Goal ->
Rewrite the material below as a numbered list with blank lines omitted, and leave out the pictures.

* START *

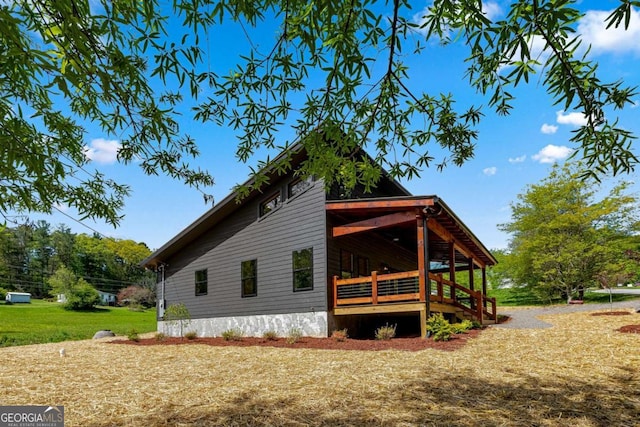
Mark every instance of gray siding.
[165,176,327,319]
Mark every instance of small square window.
[196,269,209,295]
[241,259,258,298]
[287,177,313,198]
[260,192,282,217]
[293,248,313,292]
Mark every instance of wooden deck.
[333,270,497,323]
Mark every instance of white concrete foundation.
[158,311,329,337]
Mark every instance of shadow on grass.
[61,305,110,313]
[87,368,640,427]
[488,288,640,307]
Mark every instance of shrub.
[127,329,140,342]
[222,329,242,341]
[287,328,302,344]
[262,330,278,341]
[163,303,191,337]
[427,313,454,341]
[376,323,396,341]
[331,328,349,342]
[451,319,473,334]
[118,285,156,308]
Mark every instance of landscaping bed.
[111,329,481,351]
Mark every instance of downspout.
[422,215,431,319]
[158,263,167,319]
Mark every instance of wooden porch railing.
[333,270,497,322]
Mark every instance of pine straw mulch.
[112,329,481,351]
[0,312,640,427]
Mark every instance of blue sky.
[20,0,640,249]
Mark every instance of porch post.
[416,213,431,338]
[467,257,472,308]
[449,242,456,302]
[482,266,487,308]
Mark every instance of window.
[293,248,313,292]
[358,256,371,277]
[196,269,208,295]
[260,192,282,216]
[340,249,355,279]
[240,259,258,298]
[287,177,313,198]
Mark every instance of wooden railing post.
[472,291,484,324]
[371,270,378,305]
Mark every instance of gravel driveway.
[491,300,640,329]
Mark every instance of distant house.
[98,291,116,305]
[4,292,31,303]
[56,291,116,305]
[141,145,496,336]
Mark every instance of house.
[98,291,116,305]
[56,291,117,305]
[141,150,496,336]
[4,292,31,303]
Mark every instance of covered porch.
[326,196,497,336]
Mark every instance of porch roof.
[326,195,498,266]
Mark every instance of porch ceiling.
[326,196,497,265]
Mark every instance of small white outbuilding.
[4,292,31,303]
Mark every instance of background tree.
[0,0,638,225]
[0,221,155,297]
[49,266,100,310]
[501,164,639,300]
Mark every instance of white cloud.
[531,144,573,163]
[482,166,498,176]
[84,138,121,164]
[556,110,587,126]
[578,8,640,55]
[540,123,558,135]
[482,1,502,21]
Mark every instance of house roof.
[140,143,410,268]
[140,143,497,268]
[327,195,498,265]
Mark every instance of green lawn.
[0,300,156,347]
[487,288,639,306]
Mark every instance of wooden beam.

* END *

Complete response ->
1. Mark every instance of gray siding.
2. [165,176,327,319]
3. Mark every instance of small square window.
4. [196,269,209,295]
5. [241,259,258,298]
6. [287,177,313,198]
7. [260,192,282,217]
8. [293,248,313,292]
9. Mark every instance of wooden deck.
10. [333,270,497,323]
11. Mark every instance of white concrete foundation.
12. [158,311,329,337]
13. Mark every instance of shadow on grass.
14. [61,305,110,313]
15. [87,368,640,427]
16. [488,288,640,307]
17. Mark every instance of shrub.
18. [127,329,140,342]
19. [222,329,242,341]
20. [287,328,302,344]
21. [262,330,278,341]
22. [163,303,191,337]
23. [427,313,454,341]
24. [376,323,396,341]
25. [331,328,349,342]
26. [451,319,473,334]
27. [118,285,156,308]
28. Mark every instance of landscaping bed.
29. [111,329,481,351]
30. Mark every instance of downspout.
31. [422,215,431,319]
32. [158,263,167,319]
33. Mark every instance of wooden porch railing.
34. [333,270,497,322]
35. Mark every instance of pine straw mulch.
36. [112,329,481,351]
37. [0,312,640,427]
38. Mark every instance of blue sky.
39. [20,0,640,249]
40. Mark every instance of porch post.
41. [416,213,431,338]
42. [467,257,472,308]
43. [449,242,456,302]
44. [482,266,487,308]
45. Mark every instance of window.
46. [293,248,313,292]
47. [358,256,371,277]
48. [196,269,208,295]
49. [260,192,282,216]
50. [340,249,355,279]
51. [240,259,258,298]
52. [287,177,313,198]
53. Mark every instance of wooden railing post.
54. [472,291,484,324]
55. [371,270,378,305]
56. Mark every instance of gravel driveway.
57. [491,300,640,329]
58. Mark every instance of distant house.
59. [98,291,116,305]
60. [4,292,31,303]
61. [56,291,116,305]
62. [141,145,496,336]
63. Mark every instance of house.
64. [98,291,116,305]
65. [56,291,117,305]
66. [141,150,496,336]
67. [4,292,31,303]
68. Mark every instance of covered porch.
69. [326,196,497,336]
70. Mark every instance of porch roof.
71. [326,195,498,266]
72. Mark every instance of porch ceiling.
73. [326,196,497,265]
74. Mark every instance of small white outbuilding.
75. [4,292,31,303]
76. Mark every instance of background tree.
77. [0,0,638,225]
78. [0,221,155,297]
79. [49,266,100,310]
80. [501,164,639,300]
81. Mark every instance of white cloud.
82. [531,144,573,163]
83. [482,166,498,176]
84. [84,138,121,164]
85. [556,110,587,126]
86. [578,8,640,55]
87. [540,123,558,135]
88. [482,1,502,21]
89. Mark every instance of house roof.
90. [140,143,410,268]
91. [140,143,497,268]
92. [327,195,498,265]
93. Mark every instance of green lawn.
94. [0,300,156,347]
95. [487,288,639,306]
96. Mark every instance of wooden beam.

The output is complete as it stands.